Vorliegender Text:

|---|

"Was sagen Sie dazu?" Stadt fragt Bürger zum Thema Kultur

Wohin kann Wittlichs Weg als Kulturstadt führen? Darüber diskutierten 80 Interessierte. Zu Wort kam jeder, denn statt eines Podiums nebst Publikum gab es acht Tische, an denen über vier Themenschwerpunkte in Gruppen gesprochen wurde. Ein Wunsch vieler: Die Vielfalt des kulturellen Angebots sollte gebündelt und besser kommuniziert werden.

|---|

Auflistung:
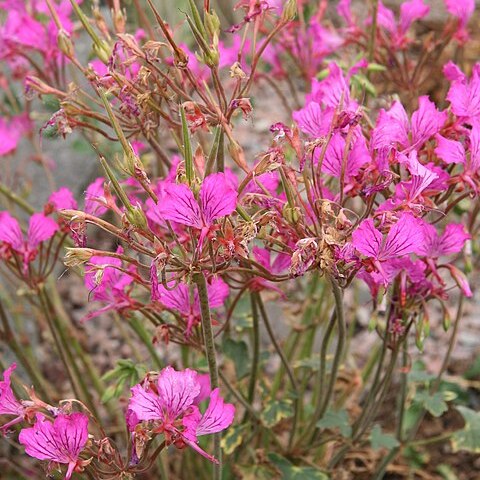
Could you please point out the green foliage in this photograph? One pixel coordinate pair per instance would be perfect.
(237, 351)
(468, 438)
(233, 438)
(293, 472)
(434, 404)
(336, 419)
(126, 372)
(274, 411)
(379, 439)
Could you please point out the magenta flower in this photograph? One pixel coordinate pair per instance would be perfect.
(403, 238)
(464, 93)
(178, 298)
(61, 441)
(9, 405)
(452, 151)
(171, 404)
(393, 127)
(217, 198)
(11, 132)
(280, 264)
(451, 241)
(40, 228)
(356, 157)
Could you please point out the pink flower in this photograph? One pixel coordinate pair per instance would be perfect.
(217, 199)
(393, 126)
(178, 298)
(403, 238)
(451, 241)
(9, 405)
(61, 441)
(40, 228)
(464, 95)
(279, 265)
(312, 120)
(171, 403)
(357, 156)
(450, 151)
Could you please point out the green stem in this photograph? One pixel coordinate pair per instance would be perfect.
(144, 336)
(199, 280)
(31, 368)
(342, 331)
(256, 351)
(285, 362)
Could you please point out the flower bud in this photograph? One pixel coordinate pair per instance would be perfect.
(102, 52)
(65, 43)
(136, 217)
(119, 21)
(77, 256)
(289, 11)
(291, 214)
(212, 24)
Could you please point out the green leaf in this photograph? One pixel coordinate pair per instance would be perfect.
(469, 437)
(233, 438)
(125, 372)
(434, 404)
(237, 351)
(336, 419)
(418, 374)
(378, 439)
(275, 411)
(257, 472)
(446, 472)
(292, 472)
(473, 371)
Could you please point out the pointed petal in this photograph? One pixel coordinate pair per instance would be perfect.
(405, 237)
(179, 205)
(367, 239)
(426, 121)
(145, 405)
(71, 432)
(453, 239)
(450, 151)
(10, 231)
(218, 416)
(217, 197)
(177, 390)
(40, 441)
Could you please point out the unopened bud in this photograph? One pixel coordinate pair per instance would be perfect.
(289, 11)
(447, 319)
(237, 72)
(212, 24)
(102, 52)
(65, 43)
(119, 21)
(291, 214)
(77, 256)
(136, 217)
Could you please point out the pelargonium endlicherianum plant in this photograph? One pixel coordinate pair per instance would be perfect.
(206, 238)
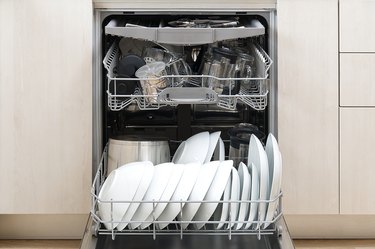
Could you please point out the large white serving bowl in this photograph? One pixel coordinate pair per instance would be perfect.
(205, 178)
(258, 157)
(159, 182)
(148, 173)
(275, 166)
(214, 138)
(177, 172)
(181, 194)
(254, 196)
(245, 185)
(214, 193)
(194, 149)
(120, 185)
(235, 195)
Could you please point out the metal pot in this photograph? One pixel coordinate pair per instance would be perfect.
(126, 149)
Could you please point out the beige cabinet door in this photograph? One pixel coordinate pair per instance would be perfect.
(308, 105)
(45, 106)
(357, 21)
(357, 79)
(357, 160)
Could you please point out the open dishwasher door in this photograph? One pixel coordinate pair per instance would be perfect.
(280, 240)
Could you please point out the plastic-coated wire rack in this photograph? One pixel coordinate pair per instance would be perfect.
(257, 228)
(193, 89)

|---|

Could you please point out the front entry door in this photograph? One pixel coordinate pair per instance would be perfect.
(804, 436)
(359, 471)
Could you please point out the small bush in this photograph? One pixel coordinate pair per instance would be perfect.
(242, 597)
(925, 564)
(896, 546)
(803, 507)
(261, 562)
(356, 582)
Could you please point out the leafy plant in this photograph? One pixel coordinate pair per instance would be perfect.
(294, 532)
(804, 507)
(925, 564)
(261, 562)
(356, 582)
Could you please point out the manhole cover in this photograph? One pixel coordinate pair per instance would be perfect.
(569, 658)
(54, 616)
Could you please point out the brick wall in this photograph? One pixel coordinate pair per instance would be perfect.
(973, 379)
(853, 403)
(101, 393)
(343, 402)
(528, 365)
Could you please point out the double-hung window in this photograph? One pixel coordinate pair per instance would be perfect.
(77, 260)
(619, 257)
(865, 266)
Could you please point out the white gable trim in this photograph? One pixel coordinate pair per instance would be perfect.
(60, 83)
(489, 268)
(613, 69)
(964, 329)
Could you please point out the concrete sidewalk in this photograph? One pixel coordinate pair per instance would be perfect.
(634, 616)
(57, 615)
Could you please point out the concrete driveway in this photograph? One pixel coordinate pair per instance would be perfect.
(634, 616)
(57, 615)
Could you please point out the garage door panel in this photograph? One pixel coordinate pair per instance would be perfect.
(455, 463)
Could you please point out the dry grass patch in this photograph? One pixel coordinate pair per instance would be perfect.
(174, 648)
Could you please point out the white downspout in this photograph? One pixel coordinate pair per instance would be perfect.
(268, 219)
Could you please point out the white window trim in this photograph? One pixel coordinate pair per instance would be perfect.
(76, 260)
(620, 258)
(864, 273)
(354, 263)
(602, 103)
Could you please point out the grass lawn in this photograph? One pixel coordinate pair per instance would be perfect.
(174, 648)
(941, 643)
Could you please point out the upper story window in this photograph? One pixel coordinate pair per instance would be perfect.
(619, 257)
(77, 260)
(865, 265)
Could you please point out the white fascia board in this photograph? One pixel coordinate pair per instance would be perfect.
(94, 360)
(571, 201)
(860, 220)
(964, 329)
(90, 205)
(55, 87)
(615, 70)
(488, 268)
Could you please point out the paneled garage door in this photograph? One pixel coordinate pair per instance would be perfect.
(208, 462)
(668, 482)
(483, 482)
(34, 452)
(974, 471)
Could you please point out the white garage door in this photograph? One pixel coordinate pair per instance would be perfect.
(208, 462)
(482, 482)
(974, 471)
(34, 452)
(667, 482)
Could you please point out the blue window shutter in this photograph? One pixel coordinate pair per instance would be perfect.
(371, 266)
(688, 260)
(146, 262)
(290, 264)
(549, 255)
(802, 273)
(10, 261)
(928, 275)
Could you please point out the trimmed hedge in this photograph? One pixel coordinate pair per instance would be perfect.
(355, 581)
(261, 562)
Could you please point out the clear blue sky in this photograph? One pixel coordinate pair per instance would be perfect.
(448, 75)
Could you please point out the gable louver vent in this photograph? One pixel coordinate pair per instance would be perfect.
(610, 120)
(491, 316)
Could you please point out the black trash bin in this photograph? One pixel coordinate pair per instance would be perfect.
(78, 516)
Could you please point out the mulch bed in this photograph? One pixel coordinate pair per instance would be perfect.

|---|

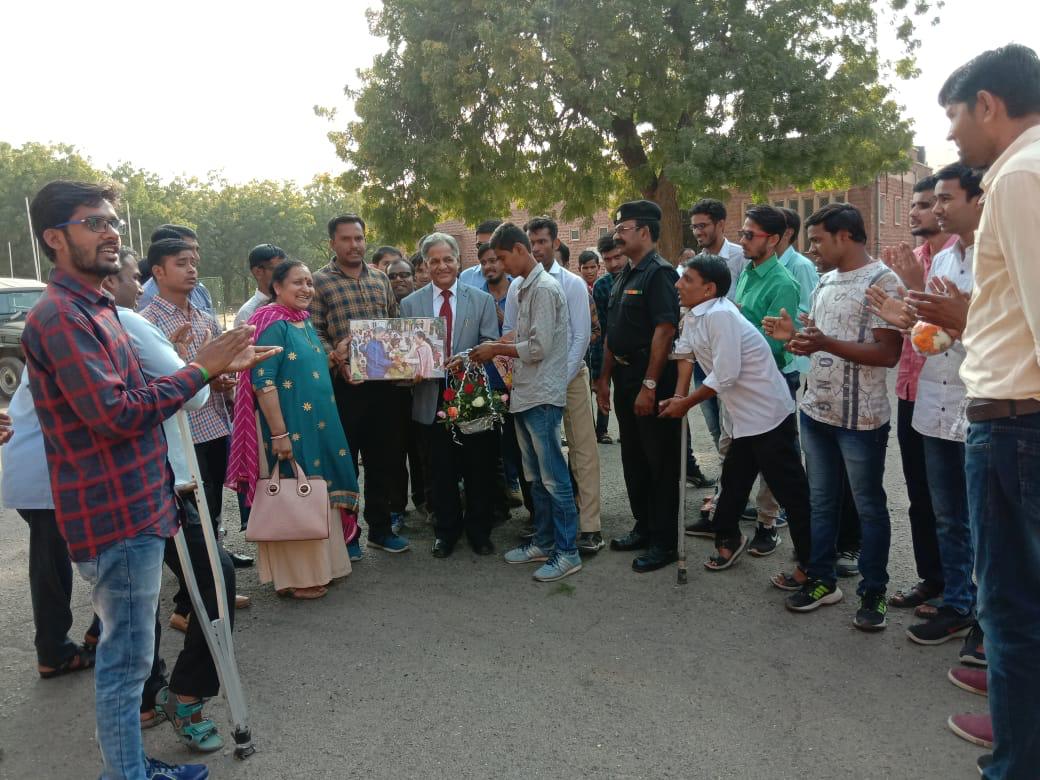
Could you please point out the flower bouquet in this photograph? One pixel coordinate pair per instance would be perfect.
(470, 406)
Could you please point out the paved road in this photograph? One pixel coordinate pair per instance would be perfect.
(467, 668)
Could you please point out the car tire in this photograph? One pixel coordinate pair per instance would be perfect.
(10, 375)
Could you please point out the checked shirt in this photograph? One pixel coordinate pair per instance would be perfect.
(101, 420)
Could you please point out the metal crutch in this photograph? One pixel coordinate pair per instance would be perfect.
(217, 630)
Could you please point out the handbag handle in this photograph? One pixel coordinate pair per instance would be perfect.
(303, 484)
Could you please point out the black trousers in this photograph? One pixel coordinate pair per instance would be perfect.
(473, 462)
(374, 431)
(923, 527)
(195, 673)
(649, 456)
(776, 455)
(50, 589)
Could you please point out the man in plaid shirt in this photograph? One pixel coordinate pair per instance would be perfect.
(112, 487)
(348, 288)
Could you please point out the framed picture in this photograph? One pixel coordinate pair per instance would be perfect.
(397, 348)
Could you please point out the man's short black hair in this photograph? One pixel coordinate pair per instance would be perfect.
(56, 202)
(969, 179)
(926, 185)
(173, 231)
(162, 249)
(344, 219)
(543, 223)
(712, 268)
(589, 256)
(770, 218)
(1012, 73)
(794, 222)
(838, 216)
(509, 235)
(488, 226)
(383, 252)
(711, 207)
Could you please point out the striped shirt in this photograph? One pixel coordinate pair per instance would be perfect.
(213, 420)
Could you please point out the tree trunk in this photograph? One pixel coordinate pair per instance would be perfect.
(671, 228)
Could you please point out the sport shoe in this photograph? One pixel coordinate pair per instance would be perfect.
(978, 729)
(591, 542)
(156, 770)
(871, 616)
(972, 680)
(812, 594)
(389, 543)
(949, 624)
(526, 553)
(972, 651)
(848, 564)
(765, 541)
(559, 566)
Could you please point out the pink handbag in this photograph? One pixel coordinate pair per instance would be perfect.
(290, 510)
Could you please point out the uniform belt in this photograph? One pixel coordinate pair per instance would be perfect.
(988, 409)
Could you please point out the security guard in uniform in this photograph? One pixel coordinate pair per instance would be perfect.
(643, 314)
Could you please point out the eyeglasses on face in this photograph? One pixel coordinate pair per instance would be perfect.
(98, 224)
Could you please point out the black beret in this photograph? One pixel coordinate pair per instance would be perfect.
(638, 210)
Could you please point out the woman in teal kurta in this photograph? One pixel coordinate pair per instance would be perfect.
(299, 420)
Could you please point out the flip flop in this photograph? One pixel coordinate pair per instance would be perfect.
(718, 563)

|---|

Zu erledigen:
• 1. An wie vielen Tischen wurde laut dem Text zur Kulturdiskussion in Wittlich in Gruppen gesprochen?
• 2. Gib den Text zur Kulturdiskussion in Wittlich in zwei Sätzen zusammengefasst wieder.

Lösungen:
• 1. An acht Tischen.

• 2. In Wittlich diskutierten 80 Interessierte an acht Tischen in Gruppen über vier Themenschwerpunkte, wohin der Weg der Stadt als Kulturstadt führen kann. Viele wünschten sich, dass die Vielfalt des kulturellen Angebots gebündelt und besser kommuniziert wird.